WHAT YOU NEED TO DO — Could you restate exactly the lines that begin at the line with "of the hesco" and end at the final line of the data?

--- INPUT DATA Enclosed Below ---

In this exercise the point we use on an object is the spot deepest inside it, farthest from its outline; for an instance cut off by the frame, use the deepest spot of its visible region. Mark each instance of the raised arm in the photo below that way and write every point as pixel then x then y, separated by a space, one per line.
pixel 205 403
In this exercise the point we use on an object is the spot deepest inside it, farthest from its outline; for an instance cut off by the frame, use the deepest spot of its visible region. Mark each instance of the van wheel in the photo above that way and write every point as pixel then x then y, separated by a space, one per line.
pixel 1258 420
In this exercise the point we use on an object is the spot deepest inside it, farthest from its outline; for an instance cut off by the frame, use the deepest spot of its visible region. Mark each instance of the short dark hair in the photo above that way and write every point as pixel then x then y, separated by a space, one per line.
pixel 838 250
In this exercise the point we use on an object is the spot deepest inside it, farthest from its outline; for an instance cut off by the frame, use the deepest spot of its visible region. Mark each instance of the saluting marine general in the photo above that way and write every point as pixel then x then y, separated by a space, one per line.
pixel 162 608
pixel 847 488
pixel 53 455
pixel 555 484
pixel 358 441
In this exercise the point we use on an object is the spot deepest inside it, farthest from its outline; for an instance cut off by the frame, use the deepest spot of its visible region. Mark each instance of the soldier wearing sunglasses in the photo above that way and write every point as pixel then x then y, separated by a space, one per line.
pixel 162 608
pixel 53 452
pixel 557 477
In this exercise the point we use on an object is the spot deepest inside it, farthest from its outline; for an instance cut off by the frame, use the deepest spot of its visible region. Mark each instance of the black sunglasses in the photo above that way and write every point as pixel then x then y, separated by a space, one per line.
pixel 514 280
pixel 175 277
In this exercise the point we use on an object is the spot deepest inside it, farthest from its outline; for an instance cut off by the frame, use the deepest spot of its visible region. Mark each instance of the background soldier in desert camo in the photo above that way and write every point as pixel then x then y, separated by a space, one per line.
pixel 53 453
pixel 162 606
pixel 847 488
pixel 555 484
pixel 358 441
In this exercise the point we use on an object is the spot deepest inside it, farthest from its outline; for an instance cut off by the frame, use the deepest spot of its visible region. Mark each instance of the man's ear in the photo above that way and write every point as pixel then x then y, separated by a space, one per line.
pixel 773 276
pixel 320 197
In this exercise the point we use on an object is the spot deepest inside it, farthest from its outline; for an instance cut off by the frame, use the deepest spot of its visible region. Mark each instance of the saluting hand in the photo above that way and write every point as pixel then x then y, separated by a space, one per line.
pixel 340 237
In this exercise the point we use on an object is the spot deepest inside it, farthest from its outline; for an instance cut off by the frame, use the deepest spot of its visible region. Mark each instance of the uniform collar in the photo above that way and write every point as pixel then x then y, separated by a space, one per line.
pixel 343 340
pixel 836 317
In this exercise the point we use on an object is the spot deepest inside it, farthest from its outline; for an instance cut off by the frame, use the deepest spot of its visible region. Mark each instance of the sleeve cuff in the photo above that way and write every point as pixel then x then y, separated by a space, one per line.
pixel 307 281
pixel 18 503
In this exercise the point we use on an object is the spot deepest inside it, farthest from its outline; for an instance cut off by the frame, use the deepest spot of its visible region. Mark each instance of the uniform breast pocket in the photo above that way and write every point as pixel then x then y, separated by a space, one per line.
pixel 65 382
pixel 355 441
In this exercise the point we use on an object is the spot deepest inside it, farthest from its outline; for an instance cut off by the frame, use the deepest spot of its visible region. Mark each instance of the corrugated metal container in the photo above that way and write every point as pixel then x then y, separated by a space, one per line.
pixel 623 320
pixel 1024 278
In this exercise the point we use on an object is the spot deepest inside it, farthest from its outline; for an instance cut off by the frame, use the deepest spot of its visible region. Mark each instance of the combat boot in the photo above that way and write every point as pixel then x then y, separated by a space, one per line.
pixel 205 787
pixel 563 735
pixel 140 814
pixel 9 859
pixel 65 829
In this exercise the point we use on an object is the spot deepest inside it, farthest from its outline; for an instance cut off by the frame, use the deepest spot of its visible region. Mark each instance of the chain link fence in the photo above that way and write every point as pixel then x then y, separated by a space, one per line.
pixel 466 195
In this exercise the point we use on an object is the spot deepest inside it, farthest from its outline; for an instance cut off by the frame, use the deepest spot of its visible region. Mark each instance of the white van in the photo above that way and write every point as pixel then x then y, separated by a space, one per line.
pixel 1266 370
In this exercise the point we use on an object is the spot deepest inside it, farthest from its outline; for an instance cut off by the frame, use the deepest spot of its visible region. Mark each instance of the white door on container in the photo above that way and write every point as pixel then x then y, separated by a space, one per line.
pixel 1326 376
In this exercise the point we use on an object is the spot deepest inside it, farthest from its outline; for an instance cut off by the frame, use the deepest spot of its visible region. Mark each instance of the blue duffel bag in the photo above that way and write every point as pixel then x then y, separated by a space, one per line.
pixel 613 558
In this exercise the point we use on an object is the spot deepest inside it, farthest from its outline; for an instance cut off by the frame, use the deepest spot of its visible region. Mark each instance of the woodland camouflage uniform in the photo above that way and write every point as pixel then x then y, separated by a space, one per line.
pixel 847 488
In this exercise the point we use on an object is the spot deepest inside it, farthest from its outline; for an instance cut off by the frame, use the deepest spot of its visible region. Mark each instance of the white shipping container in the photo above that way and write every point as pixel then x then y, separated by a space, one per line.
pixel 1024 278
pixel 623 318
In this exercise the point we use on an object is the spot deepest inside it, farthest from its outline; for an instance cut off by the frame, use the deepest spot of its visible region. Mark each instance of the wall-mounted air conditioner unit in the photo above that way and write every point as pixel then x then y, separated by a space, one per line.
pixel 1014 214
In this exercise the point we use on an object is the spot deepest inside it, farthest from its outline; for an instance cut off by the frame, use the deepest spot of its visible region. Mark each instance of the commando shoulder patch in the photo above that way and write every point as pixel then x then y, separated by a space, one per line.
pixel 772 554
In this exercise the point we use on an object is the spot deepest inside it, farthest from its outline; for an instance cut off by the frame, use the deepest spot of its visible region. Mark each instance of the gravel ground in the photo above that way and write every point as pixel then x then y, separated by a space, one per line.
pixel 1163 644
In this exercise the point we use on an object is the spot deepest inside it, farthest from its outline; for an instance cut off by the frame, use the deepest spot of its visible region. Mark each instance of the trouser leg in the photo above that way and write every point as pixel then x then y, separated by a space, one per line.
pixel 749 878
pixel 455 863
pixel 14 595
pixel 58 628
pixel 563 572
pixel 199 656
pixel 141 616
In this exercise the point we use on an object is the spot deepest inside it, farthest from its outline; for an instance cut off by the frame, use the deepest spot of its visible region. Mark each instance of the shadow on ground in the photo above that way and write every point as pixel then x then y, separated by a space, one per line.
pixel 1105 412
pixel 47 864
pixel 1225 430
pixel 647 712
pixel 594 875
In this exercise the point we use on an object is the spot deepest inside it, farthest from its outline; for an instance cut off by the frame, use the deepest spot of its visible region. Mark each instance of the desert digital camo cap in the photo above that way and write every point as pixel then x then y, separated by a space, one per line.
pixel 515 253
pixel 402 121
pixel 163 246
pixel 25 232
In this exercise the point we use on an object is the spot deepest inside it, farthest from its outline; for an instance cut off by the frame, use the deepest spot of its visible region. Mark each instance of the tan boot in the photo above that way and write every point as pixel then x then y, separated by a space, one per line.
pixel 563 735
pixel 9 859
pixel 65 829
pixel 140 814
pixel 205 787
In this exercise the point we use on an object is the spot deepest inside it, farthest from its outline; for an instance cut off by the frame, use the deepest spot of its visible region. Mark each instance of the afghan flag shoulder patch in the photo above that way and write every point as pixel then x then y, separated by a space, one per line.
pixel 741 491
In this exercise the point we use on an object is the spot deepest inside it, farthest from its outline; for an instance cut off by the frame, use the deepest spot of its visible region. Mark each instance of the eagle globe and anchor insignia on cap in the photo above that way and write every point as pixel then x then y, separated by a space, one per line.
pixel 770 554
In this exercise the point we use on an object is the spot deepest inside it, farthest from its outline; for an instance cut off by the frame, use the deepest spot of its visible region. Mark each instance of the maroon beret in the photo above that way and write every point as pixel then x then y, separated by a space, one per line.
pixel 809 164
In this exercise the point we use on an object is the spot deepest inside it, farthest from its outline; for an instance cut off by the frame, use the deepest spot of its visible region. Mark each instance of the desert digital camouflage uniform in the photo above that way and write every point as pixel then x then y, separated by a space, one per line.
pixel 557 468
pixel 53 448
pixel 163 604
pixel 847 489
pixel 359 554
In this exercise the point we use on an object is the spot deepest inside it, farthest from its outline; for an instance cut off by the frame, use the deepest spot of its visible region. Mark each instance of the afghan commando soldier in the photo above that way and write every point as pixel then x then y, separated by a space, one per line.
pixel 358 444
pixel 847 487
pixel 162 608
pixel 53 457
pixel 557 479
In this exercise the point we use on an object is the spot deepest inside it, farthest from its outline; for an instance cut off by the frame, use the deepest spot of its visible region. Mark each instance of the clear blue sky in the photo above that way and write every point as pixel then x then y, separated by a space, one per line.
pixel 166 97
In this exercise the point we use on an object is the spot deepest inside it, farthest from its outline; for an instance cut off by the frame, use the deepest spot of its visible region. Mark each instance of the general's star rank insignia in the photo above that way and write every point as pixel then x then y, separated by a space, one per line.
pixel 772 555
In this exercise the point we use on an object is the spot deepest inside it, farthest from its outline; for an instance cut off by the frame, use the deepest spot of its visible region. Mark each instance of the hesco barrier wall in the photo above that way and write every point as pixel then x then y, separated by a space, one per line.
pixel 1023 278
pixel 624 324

--- End of Enclosed INPUT DATA ---

ANSWER TO THIS EXERCISE —
In this exercise the point we use on an object is the spot deepest inside it, farthest from its outline; for an instance cut off by the frame, use the deepest spot of its visible region. Mark each instance of the hesco barrier wall in the photo above that way and write every point as pixel then x then y, separated by a space, one per line.
pixel 1023 278
pixel 624 324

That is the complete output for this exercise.